Aura can also be very frightening if it causes loss of vision or greatly impacts vision, especially if someone does not understand what is happening. They may think they have lost their vision permanently or are experiencing signs of another serious neurological condition, such as a brain tumor or stroke.
Can they lead to death?
Aura itself cannot kill someone. However, it can be life threatening if it causes someone to have an accident, especially while driving, cooking, or operating machinery. Stroke and some autoimmune conditions that can be fatal can cause persistent, unexplained aura not associated with migraine.
Aura without migraine can also be a sign of permanent vision problems or visual field defects.
To distinguish aura from other visual disturbances, the AMF recommends covering one eye and trying to look at or read something, then covering the other eye and repeating the task. True aura will cause the same or similar vision problems in both eyes.
Researchers once believed aura occurred due to the constriction of tiny blood vessels that bring oxygenated blood to specific regions of the brain, but it is actually related to temporary changes in the activity levels of certain nerve cells.
The precise cause of migraine is unknown, though genetics and environmental factors do seem to play some role in their development and severity. Some 70–80% of people with migraine have a family history of migraine.
Hormonal changes also seem to play a role in migraine, as women are three times more likely than men to experience migraine. Many people experience their first migraine attack around the time they begin menstruating, and people often experience migraine during their childbearing years.
Aura does not require specific treatment. Instead, people should treat the migraine episode itself.
When migraine is about to develop, or when it is occurring, people can take over-the-counter (OTC) pain relief or headache medications or take prescription medications designed for migraine.
Currently, the Food and Drug Administration (FDA) has approved three OTC medications for the treatment of migraine:
- Excedrin® Migraine
- Advil® Migraine
- Motrin® Migraine
People should take OTC or prescription migraine medications as soon as they realize symptoms are developing. The earlier someone takes acute treatments, the more likely it is to prevent a full-blown migraine attack.
People may also use special devices that stop or dull pain when experiencing migraine.

────────────────

Write the next part of the page text on migraine aura and treatment, starting after its final sentence about devices that stop or dull migraine pain.

────────────────

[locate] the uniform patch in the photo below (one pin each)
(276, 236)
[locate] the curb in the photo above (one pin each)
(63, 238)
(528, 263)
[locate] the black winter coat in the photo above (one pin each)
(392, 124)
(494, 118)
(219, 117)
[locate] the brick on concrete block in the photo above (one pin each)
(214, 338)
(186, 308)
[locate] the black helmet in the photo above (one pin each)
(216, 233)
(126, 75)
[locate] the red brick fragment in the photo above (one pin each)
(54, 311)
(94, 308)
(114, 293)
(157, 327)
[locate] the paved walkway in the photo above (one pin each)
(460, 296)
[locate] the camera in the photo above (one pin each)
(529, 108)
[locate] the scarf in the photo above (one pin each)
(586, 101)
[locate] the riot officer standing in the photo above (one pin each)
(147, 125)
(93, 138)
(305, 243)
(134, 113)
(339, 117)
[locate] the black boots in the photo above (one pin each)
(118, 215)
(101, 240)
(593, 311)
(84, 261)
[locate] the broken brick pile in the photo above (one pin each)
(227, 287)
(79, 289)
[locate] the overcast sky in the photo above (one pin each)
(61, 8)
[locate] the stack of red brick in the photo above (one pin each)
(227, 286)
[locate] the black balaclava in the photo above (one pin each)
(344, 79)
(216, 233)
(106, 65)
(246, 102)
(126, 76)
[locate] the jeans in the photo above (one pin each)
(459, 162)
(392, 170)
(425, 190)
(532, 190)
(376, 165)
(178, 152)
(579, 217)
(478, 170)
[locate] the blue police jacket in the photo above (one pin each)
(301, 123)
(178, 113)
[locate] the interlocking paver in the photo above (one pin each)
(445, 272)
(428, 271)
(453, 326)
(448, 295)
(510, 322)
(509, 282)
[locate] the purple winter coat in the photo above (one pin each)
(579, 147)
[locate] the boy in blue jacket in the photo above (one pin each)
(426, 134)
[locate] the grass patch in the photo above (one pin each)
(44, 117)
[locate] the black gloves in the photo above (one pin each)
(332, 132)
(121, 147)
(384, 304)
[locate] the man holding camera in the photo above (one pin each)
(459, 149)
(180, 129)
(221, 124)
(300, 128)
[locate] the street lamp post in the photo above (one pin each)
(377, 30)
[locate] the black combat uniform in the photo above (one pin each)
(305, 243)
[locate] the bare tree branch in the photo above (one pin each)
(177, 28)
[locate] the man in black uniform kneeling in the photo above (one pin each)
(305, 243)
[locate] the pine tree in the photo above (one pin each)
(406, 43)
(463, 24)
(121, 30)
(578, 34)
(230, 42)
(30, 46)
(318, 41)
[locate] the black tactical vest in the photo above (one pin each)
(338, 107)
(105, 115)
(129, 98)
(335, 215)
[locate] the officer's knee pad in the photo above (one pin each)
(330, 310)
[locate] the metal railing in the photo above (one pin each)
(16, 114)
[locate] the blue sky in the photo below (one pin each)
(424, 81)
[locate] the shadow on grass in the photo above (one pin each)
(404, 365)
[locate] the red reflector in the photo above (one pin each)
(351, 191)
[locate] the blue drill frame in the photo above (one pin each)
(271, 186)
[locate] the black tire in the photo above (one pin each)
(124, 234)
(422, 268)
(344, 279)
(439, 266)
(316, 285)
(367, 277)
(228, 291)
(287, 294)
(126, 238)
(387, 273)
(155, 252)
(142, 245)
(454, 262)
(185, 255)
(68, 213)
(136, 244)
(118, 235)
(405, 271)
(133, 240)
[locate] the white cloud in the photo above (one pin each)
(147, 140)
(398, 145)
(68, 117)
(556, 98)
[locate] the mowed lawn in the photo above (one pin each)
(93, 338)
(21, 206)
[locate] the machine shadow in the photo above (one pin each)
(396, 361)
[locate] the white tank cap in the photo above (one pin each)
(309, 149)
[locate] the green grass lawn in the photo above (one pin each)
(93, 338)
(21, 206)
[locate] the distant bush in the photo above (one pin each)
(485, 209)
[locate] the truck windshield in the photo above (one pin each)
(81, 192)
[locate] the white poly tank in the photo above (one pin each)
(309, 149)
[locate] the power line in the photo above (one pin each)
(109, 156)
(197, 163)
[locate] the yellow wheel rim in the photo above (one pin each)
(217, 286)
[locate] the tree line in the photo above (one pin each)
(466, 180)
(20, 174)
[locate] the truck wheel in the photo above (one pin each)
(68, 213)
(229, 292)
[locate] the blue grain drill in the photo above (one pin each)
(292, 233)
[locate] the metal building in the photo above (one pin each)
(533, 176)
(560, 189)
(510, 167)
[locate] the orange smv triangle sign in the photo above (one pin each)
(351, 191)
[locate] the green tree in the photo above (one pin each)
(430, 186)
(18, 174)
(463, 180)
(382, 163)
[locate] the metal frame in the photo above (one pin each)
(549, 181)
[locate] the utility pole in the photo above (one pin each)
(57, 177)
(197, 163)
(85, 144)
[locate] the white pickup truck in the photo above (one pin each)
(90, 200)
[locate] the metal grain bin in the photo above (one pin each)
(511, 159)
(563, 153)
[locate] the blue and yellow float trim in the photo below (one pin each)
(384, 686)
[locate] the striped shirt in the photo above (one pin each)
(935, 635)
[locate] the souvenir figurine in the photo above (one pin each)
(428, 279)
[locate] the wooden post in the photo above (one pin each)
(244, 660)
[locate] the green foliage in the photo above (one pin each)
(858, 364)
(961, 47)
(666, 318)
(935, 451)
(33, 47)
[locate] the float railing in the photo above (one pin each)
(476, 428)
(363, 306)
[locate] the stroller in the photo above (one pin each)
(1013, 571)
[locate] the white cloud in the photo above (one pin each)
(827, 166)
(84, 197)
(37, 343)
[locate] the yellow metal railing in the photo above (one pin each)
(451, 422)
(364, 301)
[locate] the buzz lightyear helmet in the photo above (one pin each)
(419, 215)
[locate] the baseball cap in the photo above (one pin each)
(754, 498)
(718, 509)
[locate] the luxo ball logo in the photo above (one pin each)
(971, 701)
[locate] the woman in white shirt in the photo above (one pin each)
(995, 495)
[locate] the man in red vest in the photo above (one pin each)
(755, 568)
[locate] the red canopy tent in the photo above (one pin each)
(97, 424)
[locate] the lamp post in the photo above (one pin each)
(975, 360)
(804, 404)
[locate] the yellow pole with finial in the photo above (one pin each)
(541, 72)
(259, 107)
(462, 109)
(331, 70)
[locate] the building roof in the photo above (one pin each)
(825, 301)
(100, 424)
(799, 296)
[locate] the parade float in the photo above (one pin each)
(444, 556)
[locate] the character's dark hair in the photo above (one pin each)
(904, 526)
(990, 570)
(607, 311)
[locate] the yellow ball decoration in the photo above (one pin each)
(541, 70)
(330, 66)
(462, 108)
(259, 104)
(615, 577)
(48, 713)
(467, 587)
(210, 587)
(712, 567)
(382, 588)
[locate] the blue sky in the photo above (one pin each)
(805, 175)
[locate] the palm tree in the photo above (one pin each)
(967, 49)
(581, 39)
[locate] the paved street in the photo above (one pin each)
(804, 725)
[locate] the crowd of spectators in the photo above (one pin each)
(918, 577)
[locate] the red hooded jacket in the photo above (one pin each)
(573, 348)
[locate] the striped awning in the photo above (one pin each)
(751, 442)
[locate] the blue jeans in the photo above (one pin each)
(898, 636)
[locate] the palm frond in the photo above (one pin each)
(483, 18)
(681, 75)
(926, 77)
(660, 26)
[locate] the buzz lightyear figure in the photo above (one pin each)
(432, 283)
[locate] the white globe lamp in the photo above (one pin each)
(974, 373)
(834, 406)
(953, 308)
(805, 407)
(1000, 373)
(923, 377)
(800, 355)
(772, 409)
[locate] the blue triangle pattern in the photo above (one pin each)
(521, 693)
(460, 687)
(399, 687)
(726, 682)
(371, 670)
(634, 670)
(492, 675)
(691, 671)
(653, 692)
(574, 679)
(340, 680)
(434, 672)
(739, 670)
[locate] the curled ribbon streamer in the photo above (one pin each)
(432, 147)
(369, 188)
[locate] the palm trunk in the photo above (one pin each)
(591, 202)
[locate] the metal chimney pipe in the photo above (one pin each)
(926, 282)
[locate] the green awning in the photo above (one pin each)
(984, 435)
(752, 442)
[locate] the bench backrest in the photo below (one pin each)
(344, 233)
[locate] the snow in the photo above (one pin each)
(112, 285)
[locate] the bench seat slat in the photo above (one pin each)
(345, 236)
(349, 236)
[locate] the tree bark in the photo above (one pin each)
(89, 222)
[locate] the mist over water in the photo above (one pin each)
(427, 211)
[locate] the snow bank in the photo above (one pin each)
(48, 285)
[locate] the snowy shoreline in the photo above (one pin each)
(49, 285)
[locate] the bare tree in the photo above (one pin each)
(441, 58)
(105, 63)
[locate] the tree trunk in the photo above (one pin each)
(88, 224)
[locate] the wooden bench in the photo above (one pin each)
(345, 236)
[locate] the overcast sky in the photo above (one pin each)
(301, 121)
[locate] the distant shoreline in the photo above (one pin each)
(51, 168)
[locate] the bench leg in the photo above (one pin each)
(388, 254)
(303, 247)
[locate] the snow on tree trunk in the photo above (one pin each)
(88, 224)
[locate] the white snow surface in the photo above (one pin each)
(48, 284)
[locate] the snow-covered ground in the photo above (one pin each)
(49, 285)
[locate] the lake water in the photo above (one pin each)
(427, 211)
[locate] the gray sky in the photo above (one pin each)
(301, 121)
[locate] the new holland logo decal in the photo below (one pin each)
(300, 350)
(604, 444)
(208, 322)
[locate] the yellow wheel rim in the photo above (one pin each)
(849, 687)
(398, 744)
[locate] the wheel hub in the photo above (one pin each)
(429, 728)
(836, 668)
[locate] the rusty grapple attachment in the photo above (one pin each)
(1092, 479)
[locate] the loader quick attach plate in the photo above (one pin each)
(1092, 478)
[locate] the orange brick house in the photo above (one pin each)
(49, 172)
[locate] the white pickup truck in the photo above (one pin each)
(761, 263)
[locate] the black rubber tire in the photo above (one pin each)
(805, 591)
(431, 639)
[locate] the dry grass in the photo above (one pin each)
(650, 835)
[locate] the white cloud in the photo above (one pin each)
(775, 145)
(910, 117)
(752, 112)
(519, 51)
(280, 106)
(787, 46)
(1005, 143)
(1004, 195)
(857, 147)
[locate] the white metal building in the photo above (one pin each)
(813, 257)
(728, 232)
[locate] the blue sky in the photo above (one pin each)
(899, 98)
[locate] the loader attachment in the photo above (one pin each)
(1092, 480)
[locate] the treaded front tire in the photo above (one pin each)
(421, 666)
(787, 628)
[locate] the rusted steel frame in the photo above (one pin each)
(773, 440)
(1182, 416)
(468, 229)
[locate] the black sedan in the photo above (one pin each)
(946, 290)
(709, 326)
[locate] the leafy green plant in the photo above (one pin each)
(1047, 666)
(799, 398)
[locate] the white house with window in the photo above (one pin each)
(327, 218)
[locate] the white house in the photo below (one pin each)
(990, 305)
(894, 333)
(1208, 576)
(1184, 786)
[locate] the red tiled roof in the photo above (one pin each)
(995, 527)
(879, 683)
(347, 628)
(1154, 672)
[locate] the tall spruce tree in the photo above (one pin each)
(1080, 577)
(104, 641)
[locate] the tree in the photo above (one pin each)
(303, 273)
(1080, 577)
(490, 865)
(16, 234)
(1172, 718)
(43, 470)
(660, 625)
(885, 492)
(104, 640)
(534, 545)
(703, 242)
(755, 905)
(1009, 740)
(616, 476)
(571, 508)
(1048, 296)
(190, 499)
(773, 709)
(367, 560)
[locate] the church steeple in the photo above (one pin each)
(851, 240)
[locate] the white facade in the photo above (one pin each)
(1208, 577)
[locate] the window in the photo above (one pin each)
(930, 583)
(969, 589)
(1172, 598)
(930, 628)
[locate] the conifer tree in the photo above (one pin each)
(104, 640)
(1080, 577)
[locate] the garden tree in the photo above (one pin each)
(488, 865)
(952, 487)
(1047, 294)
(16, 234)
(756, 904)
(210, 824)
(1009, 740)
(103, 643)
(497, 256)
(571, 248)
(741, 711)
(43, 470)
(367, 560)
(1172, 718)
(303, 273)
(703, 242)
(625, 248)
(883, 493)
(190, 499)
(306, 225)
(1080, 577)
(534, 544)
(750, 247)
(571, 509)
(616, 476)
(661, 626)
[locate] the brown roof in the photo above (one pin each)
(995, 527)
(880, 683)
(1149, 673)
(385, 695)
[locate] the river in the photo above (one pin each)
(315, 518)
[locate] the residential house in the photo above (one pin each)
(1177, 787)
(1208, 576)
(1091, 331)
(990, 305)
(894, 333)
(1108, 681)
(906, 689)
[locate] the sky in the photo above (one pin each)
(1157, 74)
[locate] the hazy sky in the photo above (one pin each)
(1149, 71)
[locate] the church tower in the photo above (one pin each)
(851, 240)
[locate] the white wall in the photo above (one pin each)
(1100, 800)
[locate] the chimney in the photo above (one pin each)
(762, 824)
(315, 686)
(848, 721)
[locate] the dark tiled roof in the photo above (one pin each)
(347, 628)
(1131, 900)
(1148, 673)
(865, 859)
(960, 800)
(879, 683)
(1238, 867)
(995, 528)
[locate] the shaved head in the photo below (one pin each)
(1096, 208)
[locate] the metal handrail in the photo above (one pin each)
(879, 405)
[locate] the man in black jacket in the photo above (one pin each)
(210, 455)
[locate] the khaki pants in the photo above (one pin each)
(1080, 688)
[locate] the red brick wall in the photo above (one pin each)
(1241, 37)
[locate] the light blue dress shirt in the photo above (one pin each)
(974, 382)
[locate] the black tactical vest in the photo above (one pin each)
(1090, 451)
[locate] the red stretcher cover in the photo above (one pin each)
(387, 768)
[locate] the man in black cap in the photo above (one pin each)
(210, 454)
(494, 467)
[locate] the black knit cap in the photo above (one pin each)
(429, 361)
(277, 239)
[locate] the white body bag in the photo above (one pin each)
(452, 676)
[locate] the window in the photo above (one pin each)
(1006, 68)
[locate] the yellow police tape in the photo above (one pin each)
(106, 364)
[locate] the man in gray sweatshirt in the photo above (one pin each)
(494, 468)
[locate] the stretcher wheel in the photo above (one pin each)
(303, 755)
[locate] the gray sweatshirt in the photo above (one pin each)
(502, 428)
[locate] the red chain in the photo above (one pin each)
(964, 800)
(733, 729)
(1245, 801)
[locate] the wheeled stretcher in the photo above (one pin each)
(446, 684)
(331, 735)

────────────────

Answer to this problem:
There are many steps a person can take to try and prevent migraine and migraine with aura from occurring, including:
- taking preventive medications
- using devices designed to prevent migraine
- physical or behavioral therapy
- making lifestyle changes
Avoiding, managing, or treating migraine triggers may also help prevent or reduce migraine and aura. Common migraine triggers include:
- difficulty maintaining sleep hygiene
- skipping meals
- hormonal changes
- changes in the weather
- concussions and traumatic brain injuries
- certain foods
- medications that cause blood vessels to dilate or swell
- using headache or pain relief medications too much
- bright or fluorescent lights
- excessive noise
- watching a lot of TV or looking at digital screens for a long time
Aura is typically not dangerous and does not require medical attention. That said, the AMF recommends seeking medical attention if symptoms develop rapidly, do not respond to treatment, or last longer than an hour.
Aura can also be a sign of serious conditions that require immediate medical attention, including stroke. Speak with a doctor if aura occurs alongside additional symptoms, such as changes in a person’s level of consciousness or alertness or weakness on one side of the body.
Aura is a set of sensory disturbances that can occur before migraine.
Aura is generally not dangerous and cannot cause death unless symptoms interfere with vision to the extent that someone falls or injures themselves.
Speak with a doctor if aura lasts longer than one hour, drastically worsens, or occurs alongside additional symptoms other than migraine.